▸ Stored data
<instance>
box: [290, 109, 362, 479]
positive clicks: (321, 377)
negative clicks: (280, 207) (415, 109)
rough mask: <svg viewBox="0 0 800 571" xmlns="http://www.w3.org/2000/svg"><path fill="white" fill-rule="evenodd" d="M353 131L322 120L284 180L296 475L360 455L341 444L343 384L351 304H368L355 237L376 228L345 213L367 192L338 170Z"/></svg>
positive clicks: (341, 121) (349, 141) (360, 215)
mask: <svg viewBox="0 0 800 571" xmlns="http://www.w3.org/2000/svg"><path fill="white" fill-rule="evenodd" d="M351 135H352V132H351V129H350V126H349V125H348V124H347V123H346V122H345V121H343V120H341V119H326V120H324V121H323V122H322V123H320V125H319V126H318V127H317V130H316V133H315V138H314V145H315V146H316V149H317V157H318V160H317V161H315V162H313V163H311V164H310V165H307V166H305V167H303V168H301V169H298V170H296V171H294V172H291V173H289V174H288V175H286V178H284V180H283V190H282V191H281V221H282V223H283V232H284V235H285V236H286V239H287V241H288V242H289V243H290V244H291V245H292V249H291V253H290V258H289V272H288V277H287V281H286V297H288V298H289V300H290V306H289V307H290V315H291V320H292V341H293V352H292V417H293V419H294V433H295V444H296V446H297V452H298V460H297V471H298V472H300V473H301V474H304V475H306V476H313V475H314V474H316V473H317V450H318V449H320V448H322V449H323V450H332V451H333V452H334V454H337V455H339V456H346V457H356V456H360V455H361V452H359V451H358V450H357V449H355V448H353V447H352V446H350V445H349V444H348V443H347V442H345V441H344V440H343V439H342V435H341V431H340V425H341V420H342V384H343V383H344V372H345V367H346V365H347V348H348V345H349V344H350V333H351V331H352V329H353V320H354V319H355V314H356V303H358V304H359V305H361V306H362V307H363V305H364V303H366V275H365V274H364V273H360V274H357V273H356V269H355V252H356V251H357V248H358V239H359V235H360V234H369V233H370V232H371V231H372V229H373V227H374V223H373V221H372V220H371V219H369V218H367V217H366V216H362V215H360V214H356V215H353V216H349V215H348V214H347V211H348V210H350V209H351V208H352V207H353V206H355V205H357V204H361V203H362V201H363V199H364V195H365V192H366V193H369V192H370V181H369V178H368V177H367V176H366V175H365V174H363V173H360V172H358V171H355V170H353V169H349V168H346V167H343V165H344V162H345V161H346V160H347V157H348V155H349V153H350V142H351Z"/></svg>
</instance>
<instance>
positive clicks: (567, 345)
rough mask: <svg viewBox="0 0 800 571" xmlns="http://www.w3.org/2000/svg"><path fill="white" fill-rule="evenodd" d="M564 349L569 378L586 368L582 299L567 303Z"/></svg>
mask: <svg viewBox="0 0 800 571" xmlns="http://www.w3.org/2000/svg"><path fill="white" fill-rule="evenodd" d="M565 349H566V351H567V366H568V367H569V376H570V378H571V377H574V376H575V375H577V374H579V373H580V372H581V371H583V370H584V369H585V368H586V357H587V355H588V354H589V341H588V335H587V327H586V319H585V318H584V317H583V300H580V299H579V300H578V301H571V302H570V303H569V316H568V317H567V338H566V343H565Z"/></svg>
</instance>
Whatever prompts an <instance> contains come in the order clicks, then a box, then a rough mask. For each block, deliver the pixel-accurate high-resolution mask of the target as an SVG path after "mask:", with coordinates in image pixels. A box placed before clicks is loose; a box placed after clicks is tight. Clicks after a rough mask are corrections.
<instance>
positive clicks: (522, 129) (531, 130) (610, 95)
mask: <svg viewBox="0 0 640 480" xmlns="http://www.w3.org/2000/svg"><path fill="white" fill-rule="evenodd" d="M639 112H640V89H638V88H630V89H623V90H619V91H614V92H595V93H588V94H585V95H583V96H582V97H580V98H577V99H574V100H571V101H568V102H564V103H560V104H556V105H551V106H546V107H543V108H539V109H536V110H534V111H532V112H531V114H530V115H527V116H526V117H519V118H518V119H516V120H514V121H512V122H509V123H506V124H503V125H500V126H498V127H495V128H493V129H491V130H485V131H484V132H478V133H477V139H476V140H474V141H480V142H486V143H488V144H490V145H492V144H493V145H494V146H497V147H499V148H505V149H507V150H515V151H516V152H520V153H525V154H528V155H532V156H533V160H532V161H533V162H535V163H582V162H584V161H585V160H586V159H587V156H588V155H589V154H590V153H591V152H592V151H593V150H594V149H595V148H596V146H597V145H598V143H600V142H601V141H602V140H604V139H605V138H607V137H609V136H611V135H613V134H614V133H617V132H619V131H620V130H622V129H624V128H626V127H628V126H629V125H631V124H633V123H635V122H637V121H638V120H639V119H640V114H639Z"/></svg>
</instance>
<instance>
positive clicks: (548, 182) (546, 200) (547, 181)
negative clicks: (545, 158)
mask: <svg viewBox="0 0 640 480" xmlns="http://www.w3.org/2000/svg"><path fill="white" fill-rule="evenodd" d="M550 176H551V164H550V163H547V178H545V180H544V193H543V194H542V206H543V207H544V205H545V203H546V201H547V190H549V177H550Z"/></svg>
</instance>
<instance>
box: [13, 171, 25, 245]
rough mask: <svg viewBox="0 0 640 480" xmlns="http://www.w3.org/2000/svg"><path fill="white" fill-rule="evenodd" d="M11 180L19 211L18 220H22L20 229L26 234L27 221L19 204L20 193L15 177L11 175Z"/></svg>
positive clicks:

▸ Exercise prompt
The expected response reproduces all of the data precisely.

▸ Exercise output
<instance>
box: [290, 109, 362, 479]
positive clicks: (321, 377)
negative clicks: (280, 207) (415, 109)
rough mask: <svg viewBox="0 0 800 571" xmlns="http://www.w3.org/2000/svg"><path fill="white" fill-rule="evenodd" d="M353 131L322 120L284 180L296 475L360 455L341 444L343 384L351 304H368L355 237L376 228L345 213L367 192L338 170Z"/></svg>
positive clicks: (341, 121) (349, 141) (360, 215)
mask: <svg viewBox="0 0 800 571" xmlns="http://www.w3.org/2000/svg"><path fill="white" fill-rule="evenodd" d="M351 135H352V132H351V129H350V126H349V125H348V124H347V123H346V122H345V121H343V120H341V119H326V120H324V121H323V122H322V123H320V125H319V126H318V127H317V130H316V133H315V138H314V145H315V146H316V149H317V157H318V160H317V161H315V162H313V163H311V164H310V165H307V166H305V167H303V168H301V169H298V170H296V171H294V172H291V173H289V174H288V175H286V178H284V180H283V190H282V191H281V221H282V223H283V232H284V235H285V236H286V239H287V241H288V242H289V243H290V244H291V245H292V249H291V253H290V258H289V272H288V277H287V281H286V297H288V298H289V300H290V306H289V307H290V315H291V320H292V341H293V352H292V417H293V419H294V433H295V444H296V446H297V452H298V460H297V471H298V472H300V473H301V474H304V475H306V476H313V475H314V474H316V473H317V450H318V449H320V448H322V449H323V450H332V451H333V452H334V454H337V455H339V456H346V457H356V456H360V455H361V452H359V451H358V450H357V449H355V448H353V447H352V446H350V445H349V444H348V443H347V442H345V441H344V440H343V439H342V435H341V431H340V425H341V420H342V384H343V383H344V372H345V367H346V365H347V348H348V345H349V344H350V333H351V331H352V329H353V320H354V319H355V314H356V303H358V304H359V305H361V306H362V307H363V305H364V303H366V275H365V274H364V273H360V274H357V273H356V269H355V252H356V251H357V248H358V239H359V235H360V234H369V233H370V232H371V231H372V229H373V227H374V223H373V221H372V220H371V219H369V218H367V217H366V216H362V215H360V214H356V215H353V216H349V215H348V214H347V211H348V210H350V209H351V208H352V207H353V206H355V205H357V204H361V203H362V201H363V199H364V195H365V192H366V193H369V192H370V181H369V178H368V177H367V176H366V175H365V174H363V173H360V172H358V171H355V170H353V169H349V168H346V167H343V165H344V162H345V161H346V160H347V157H348V155H349V153H350V142H351Z"/></svg>
</instance>
<instance>
positive clicks: (567, 345)
rough mask: <svg viewBox="0 0 800 571" xmlns="http://www.w3.org/2000/svg"><path fill="white" fill-rule="evenodd" d="M564 349L569 378L586 368L582 299L567 303Z"/></svg>
mask: <svg viewBox="0 0 800 571" xmlns="http://www.w3.org/2000/svg"><path fill="white" fill-rule="evenodd" d="M565 349H566V351H567V366H568V367H569V376H570V378H571V377H574V376H575V375H577V374H579V373H580V372H581V371H583V370H584V369H585V368H586V357H587V355H588V354H589V341H588V335H587V327H586V319H585V318H584V317H583V300H580V299H579V300H578V301H571V302H570V303H569V316H568V317H567V338H566V343H565Z"/></svg>
</instance>
Whatever prompts an <instance> contains come in the order clicks, then a box, then a rough mask. For each block, deliver the pixel-accurate high-resolution mask of the target as an SVG path after "mask:", with coordinates in image pixels. A box placed before clicks is loose; a box placed after clicks is tight. Clicks after a rough mask are corrections.
<instance>
positive clicks: (522, 129) (531, 130) (610, 95)
mask: <svg viewBox="0 0 640 480" xmlns="http://www.w3.org/2000/svg"><path fill="white" fill-rule="evenodd" d="M639 112H640V89H638V88H630V89H623V90H619V91H614V92H595V93H588V94H585V95H583V96H582V97H580V98H577V99H574V100H571V101H568V102H564V103H560V104H556V105H551V106H546V107H543V108H539V109H536V110H534V111H532V112H531V114H530V115H527V116H526V117H519V118H518V119H516V120H514V121H512V122H509V123H506V124H503V125H500V126H498V127H495V128H493V129H491V130H485V131H484V132H478V133H477V139H476V140H474V141H480V142H486V143H488V144H490V145H492V144H493V145H494V146H497V147H499V148H505V149H507V150H515V151H516V152H520V153H525V154H528V155H532V156H533V160H532V161H533V162H535V163H582V162H584V161H585V160H586V159H587V156H588V155H589V154H590V153H591V152H592V151H593V150H594V149H595V148H596V146H597V145H598V143H600V142H601V141H602V140H604V139H605V138H607V137H609V136H611V135H613V134H614V133H617V132H619V131H620V130H622V129H624V128H626V127H628V126H629V125H631V124H633V123H635V122H637V121H638V120H639V119H640V114H639Z"/></svg>
</instance>
<instance>
positive clicks: (548, 182) (546, 200) (547, 181)
negative clicks: (545, 158)
mask: <svg viewBox="0 0 640 480" xmlns="http://www.w3.org/2000/svg"><path fill="white" fill-rule="evenodd" d="M550 176H551V164H550V163H547V178H545V180H544V193H543V194H542V206H543V207H544V205H545V203H546V201H547V190H549V177H550Z"/></svg>
</instance>
<instance>
box: [13, 171, 25, 245]
rough mask: <svg viewBox="0 0 640 480" xmlns="http://www.w3.org/2000/svg"><path fill="white" fill-rule="evenodd" d="M11 180L19 211L18 220H22L20 229L26 234L27 221L19 204L20 193L15 177L11 175Z"/></svg>
positive clicks:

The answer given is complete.